# DATA LISTING
↓↓↓

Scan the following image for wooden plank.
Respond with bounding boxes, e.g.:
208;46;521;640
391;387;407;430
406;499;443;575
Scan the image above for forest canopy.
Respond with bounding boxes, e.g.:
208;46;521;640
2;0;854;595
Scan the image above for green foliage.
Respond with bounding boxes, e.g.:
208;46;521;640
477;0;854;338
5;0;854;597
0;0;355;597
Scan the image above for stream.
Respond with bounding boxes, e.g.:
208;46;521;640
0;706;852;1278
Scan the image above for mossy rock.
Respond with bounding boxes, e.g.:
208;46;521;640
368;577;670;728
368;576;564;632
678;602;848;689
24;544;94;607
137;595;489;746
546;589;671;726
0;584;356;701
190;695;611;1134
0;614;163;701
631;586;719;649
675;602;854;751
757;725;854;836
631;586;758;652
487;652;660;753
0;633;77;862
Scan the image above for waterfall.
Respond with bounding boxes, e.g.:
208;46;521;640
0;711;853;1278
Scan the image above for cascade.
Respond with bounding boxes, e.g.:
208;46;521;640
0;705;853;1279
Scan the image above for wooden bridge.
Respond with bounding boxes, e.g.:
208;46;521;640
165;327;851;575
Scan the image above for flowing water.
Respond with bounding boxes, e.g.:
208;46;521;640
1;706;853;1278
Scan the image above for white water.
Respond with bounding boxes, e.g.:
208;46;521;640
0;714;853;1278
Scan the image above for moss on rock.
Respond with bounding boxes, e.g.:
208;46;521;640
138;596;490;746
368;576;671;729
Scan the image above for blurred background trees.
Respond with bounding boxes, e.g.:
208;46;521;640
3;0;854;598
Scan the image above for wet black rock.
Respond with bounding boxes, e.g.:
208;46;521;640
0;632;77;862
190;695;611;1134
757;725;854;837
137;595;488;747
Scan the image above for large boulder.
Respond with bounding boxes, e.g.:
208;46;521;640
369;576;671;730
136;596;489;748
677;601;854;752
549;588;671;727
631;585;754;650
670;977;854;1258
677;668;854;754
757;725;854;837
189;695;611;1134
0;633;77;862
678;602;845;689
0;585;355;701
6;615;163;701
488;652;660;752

↑↑↑

# DIRECTIONS FOR THIS TASK
Print each line above exactly as it stands.

# WRITTEN SOLUTION
Scan the following image for wooden plank.
Respond with bounding boxes, e.g.:
208;46;521;640
391;387;407;430
406;499;443;575
Scan the image above for forest canopy.
Respond with bounding boxes, e.g.:
208;46;521;640
2;0;854;595
Scan the image above for green foliage.
Respond with bounding boxes, e.g.:
208;46;521;640
477;0;854;338
5;0;854;597
0;0;355;597
Scan the image above for stream.
Respond with bounding boxes, e.g.:
208;46;521;640
0;706;852;1278
Scan the image above for mossy rock.
Respond with bounding boxes, e.g.:
208;46;521;640
368;577;670;728
368;576;564;632
678;602;848;689
24;544;94;607
137;595;489;746
546;589;671;726
0;584;356;701
190;695;611;1134
0;614;163;701
631;586;719;649
675;602;854;751
757;725;854;836
631;586;758;652
487;652;660;753
0;633;77;862
Scan the image above for waterfall.
Respond with bounding boxes, e.g.:
208;46;521;640
0;711;853;1278
Scan the image above for cascade.
Respond with bounding boxes, e.g.:
208;46;521;640
0;705;853;1279
Scan the image above for wooden bridge.
Respond with bounding boxes, e.g.:
208;46;521;640
165;327;851;575
Scan the image above for flowing water.
Respond with bounding boxes, e.g.:
208;46;521;640
1;706;853;1278
Scan the image above for white water.
Respond with bounding boxes, e.g.:
208;46;521;640
0;714;853;1278
Scan the image above for moss on rock.
Respond with bounding boxes, e.g.:
208;46;521;640
138;596;490;746
368;576;671;729
Scan the image above for blurred background trees.
Respond with bounding boxes, e.g.:
208;46;521;640
3;0;854;598
Scan the image above for wet black rock.
Respond with bounding boxes, e.g.:
208;46;521;640
0;632;77;862
190;695;611;1134
757;725;854;837
137;595;488;747
Scan the image above for large boulder.
Respond with bounding boxes, e.g.:
208;46;521;640
369;576;671;730
136;596;489;748
677;601;854;752
549;588;671;727
631;585;754;650
670;977;854;1258
677;668;854;754
757;725;854;837
189;695;611;1134
0;633;77;862
678;602;845;689
0;585;355;701
6;615;163;701
488;652;660;752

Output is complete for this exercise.